**Document passage**
<<<<

The tallest South American Volcanoes in the Atacama region, with hardly any snow are under the microscope this time. These South American volcanoes with dry soil have no nutrients. These mountains have a top resembling the Martian-like landscape. Researchers are perpetually on the lookout for organisms residing in the most unfriendly dirty surroundings. The DNA analysis of the mountain soil has showed up a cluster of bacteria, Achaea and fungus communities.
The volcanic area is exposed to very high ultra violet radiation and the temperature has been recorded falling till -10 degree Celsius and rising up to 56 degree Celsius within 12 hours .These organisms have caught the eye of the scientists and they are undergoing DNA Analysis .
The organism finder Ryan Lynch and the soil collector Steven Schmidt are microbiologists with the University of Colorado in Boulder. They were surprised at the unearthing of these microbes under such strenuous conditions. He states his findings “We haven’t formally identified or characterized the species,” the surprising fact is that they have a unique way of assimilating energy and surviving as compared to their counterparts.

>>>>

Write the next part of the passage about microbes in Atacama volcano soil, starting after its last sentence. These lines come from a different source than the passage about microbes in Atacama volcano soil.

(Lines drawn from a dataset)
<<<<

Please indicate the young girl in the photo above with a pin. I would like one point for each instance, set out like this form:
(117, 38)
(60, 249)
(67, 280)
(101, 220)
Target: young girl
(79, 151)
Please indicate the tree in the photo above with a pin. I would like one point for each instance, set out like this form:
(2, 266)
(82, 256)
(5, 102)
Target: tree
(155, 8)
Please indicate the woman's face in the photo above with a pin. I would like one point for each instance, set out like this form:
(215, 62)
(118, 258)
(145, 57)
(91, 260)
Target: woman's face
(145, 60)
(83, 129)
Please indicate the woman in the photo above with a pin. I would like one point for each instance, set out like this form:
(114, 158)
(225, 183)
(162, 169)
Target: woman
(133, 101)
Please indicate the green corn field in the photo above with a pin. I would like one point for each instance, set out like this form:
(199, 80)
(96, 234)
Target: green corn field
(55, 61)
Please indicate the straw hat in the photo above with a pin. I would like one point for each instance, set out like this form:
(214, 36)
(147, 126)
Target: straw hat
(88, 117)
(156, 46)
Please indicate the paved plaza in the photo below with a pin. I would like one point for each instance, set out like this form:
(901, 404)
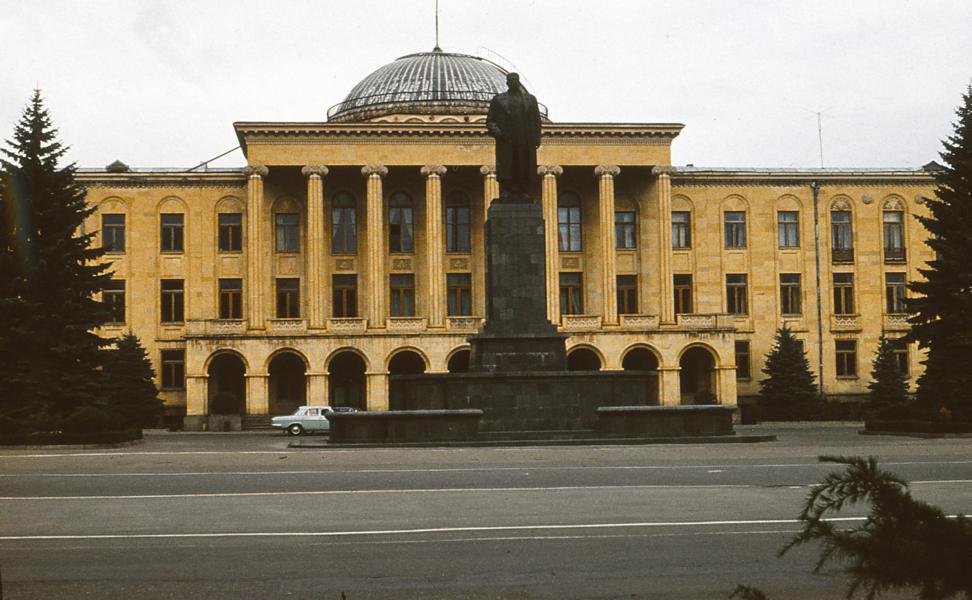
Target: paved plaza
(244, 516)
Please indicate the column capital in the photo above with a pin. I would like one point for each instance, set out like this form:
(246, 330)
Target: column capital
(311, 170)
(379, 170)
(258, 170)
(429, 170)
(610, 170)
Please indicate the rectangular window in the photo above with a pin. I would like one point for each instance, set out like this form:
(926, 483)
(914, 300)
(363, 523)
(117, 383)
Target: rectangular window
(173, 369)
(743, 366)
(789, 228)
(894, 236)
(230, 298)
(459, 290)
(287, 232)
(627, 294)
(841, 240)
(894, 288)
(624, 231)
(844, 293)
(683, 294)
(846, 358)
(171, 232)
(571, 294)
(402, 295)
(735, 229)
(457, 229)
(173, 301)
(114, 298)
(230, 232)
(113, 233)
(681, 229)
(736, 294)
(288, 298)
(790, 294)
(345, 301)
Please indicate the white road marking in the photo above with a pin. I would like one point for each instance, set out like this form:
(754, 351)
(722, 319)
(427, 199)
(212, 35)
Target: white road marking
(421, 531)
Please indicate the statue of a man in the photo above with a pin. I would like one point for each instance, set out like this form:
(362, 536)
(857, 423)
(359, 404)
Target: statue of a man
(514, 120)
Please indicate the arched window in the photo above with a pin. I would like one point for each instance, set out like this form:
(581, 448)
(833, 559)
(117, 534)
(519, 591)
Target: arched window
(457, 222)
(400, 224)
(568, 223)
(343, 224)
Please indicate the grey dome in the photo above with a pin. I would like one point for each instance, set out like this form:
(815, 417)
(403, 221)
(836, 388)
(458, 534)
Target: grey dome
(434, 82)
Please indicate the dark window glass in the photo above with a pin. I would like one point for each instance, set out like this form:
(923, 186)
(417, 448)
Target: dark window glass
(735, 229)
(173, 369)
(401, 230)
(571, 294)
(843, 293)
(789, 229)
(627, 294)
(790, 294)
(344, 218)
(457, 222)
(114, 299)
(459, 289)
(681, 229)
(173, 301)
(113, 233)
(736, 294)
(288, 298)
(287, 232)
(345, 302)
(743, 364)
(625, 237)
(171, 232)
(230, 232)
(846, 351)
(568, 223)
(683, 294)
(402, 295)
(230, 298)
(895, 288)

>>>>

**Task result**
Lynch and Schmidt found out that these organisms were surprisingly not photosynthetic. They were tested genetically for the presence of green pigment chlorophyll with fluorescent techniques. But the micro organisms in these diverse conditions are managing just fine.
Lynch exclaims “but these are very different than anything else that has been cultured. Genetically, they’re at least 5 percent different than anything else in the [DNA] database of 2.5 million sequences.” The database showed up a collection of microbes, he added, and researchers worldwide are expected to rush to know more about them.
The researchers presume that these microbes carry out energy conversion through chemical reactions. The organisms take in carbon and energy from dimethyl sulfide and carbon monoxide from the air. One gram of normal soil is loaded with thousands of species of microbes; the same can be said of the garden soil too. But the area where the new crop of microbes have sprung up does not have many microbial species residing there. The findings have been added to the Journal of Geophysical Research- Biogeosciences.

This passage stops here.